═════ DATA IN THIS EXERCISE ═════

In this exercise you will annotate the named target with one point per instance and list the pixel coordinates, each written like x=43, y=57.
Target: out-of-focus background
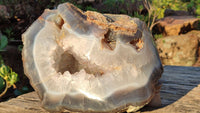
x=174, y=25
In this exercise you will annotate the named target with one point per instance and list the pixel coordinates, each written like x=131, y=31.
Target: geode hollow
x=91, y=62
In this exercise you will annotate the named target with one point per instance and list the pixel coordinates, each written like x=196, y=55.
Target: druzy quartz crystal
x=91, y=62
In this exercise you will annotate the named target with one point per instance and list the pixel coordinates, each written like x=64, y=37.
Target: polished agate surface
x=91, y=62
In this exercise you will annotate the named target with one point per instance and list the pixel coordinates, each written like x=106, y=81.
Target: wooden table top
x=180, y=93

═════

Pictures in the records above are to be left out of an otherwise exact copy.

In this exercise you will annotate the named target with one point per instance and list the pixel coordinates, each written like x=43, y=57.
Target: out-of-focus background
x=174, y=25
In this exercise you will annotate the named target with one point per instance and list the pixel coordinates, each written like x=131, y=31.
Target: geode hollow
x=91, y=62
In this exercise you will annotate the named target with one point per instance and list the pixel coordinates, each written like x=196, y=55.
Target: druzy quartz crystal
x=91, y=62
In this exercise you will annotate the named target with one point per instance and list the pixel coordinates, each written like x=64, y=37.
Target: polished agate surface
x=91, y=62
In this exercise you will annotate the named target with one point per instance and list the pixel coordinates, each written like x=106, y=81.
Target: wooden table top
x=180, y=93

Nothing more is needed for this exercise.